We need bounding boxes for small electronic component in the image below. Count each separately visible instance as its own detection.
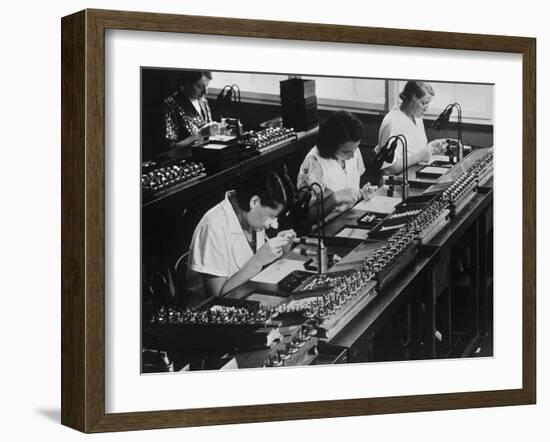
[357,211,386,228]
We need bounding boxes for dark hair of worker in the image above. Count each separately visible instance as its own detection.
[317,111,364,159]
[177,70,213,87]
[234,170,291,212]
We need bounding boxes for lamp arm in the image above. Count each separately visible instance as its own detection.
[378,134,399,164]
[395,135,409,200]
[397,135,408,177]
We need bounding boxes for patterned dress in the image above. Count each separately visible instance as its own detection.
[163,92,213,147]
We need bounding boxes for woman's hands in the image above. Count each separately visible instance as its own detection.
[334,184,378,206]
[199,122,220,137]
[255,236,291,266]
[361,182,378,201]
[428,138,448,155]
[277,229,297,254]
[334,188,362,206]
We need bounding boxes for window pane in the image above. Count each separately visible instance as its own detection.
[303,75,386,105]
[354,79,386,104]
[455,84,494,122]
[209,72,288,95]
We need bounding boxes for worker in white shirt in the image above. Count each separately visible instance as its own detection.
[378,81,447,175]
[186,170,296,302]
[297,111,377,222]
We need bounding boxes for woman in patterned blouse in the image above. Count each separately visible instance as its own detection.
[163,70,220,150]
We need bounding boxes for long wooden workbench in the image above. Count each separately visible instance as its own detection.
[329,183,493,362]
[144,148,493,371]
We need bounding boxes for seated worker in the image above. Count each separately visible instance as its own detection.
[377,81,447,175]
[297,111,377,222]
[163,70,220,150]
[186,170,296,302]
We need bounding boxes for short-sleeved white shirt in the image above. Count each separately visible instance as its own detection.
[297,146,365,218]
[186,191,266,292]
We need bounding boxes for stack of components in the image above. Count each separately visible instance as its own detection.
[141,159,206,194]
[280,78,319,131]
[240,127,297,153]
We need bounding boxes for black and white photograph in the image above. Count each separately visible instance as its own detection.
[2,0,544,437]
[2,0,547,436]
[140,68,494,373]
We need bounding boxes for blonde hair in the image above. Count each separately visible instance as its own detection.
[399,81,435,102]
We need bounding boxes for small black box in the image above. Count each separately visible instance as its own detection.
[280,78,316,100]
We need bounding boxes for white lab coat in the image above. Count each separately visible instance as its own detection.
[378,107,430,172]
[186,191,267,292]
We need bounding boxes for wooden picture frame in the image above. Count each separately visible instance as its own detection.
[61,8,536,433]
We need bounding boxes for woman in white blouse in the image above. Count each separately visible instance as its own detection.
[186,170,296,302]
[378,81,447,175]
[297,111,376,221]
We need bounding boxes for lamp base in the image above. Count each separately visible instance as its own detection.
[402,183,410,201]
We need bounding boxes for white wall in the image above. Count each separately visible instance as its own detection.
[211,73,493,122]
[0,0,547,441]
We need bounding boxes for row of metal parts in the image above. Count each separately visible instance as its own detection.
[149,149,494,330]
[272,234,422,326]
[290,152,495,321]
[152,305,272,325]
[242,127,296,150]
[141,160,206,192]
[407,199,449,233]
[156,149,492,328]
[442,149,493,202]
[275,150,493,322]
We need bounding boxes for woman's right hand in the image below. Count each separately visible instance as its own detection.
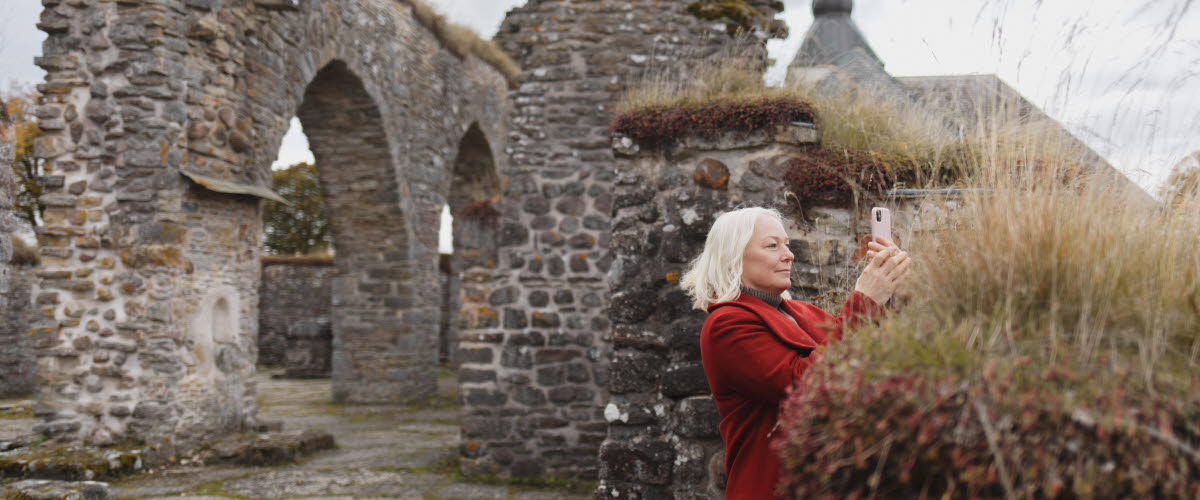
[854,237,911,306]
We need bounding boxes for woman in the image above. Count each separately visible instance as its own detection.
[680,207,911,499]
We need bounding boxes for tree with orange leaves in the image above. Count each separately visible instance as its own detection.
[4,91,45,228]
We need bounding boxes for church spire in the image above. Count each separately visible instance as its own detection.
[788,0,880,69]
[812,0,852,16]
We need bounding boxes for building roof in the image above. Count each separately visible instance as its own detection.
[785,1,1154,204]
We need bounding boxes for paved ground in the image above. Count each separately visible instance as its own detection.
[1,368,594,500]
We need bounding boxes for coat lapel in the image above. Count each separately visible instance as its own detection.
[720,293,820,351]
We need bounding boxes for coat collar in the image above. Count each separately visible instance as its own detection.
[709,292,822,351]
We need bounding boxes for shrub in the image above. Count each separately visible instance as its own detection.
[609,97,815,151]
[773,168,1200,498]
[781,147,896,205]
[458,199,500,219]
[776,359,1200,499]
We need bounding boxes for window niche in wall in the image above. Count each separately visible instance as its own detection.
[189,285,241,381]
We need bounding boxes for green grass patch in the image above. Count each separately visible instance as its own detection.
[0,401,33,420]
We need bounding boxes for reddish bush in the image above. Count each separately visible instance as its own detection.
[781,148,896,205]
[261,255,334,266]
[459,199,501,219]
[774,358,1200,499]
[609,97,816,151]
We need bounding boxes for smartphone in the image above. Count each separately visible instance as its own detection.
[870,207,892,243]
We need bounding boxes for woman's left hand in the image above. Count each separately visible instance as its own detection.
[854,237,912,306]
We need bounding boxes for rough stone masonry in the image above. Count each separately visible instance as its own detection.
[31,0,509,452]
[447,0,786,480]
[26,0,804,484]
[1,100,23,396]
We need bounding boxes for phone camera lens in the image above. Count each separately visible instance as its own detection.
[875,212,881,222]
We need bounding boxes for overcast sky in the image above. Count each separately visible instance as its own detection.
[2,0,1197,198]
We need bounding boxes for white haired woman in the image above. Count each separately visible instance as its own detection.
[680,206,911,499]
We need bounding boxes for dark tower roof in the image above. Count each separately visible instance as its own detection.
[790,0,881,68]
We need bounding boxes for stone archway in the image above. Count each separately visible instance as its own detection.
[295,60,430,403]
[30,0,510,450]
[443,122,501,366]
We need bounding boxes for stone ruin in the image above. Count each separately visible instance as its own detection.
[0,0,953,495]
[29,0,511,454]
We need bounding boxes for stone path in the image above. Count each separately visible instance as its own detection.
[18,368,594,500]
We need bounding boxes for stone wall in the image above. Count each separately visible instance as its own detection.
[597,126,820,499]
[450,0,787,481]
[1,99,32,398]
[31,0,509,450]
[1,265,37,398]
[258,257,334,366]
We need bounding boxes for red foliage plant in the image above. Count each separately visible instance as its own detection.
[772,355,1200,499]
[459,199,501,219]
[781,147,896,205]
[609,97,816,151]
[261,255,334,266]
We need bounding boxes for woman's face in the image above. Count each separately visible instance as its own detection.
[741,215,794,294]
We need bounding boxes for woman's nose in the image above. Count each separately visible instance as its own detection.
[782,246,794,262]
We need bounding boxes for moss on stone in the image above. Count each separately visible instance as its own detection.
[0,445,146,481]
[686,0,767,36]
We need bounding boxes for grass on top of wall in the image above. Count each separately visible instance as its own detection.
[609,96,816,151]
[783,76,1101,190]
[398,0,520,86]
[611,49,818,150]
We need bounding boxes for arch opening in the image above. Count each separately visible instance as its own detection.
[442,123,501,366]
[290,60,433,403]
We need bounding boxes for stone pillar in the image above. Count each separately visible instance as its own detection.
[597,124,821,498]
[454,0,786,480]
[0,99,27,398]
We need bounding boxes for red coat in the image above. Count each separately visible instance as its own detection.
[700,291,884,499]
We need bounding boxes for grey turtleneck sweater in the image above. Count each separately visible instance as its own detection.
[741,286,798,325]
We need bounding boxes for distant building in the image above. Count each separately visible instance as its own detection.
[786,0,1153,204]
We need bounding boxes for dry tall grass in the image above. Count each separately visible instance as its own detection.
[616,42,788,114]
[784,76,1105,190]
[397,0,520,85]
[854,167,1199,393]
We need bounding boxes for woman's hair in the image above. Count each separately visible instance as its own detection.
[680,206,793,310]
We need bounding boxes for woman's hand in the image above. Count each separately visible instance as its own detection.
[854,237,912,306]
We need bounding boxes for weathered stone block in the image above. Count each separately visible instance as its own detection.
* * *
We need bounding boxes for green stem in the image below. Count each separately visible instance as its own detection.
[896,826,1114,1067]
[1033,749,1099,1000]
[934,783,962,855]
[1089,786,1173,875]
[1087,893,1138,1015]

### What is being asked
Please return only the lines above, starting at the line that has "We need bounding boxes for stone pillar" and ending at the line that has "We need bounding boxes for weathered", keeping both and leaving each one unchanged.

### Expected answer
We need bounding boxes for stone pillar in the image above. Count each separately visible instance as its own detection.
[597,124,821,498]
[454,0,786,480]
[0,99,27,398]
We need bounding boxes for red coat in the image above. Count each separately visible instance as its own detection.
[700,291,884,499]
We need bounding boxes for grey turtleneck sweater in the image above. Count each separately visible instance as its own detection.
[741,286,798,325]
We need bounding boxes for distant building in the image above. Count each separately visible instance as its own detection.
[786,0,1153,204]
We need bounding boxes for dry tall grass in the image above. Count each separately visible instance as its own detection.
[616,42,788,114]
[784,76,1105,190]
[397,0,520,85]
[854,167,1199,393]
We need bounding boxes for woman's hair in the image above. Count each separately visible instance as its own detection.
[680,206,793,310]
We need bounding boxes for woman's hand in the image above. Count each separately visible instance as its own detection.
[854,237,912,306]
We need bounding boxes for weathered stone block in the image above. Count each separately visible instance as its own detection.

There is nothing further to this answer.